**REQUIREMENT**
An exact copy of each record is required.

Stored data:

..............................

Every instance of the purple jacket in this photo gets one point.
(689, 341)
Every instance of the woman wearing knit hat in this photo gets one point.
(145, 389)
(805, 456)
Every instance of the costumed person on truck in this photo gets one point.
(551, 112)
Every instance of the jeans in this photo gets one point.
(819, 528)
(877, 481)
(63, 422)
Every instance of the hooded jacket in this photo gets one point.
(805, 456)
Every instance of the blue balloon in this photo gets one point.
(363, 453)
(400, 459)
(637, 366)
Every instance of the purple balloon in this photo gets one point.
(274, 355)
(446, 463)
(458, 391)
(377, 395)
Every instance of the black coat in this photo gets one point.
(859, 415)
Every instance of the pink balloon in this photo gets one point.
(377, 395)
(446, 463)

..............................

**SOLUTION TO THIS PROBLEM**
Every instance of the purple jacket in this photo gets one point.
(689, 341)
Every instance of the woman wearing knit hat in this photo gets one point.
(145, 389)
(805, 456)
Every instance of the costumed person on truck in this photo gets one point.
(551, 112)
Every instance of the jeans in this photo gets one point.
(819, 528)
(877, 481)
(63, 422)
Every instance of the hooded jacket in this photo gets one point.
(805, 456)
Every instance of the blue balloon in this photo gets one point.
(363, 453)
(400, 459)
(637, 366)
Every instance of the purple balloon in this photo gets one point.
(274, 355)
(446, 463)
(458, 391)
(377, 395)
Every instance of the black coat in this photo gets one point.
(859, 415)
Every instance of the pink balloon in this photo gets one point.
(377, 395)
(446, 463)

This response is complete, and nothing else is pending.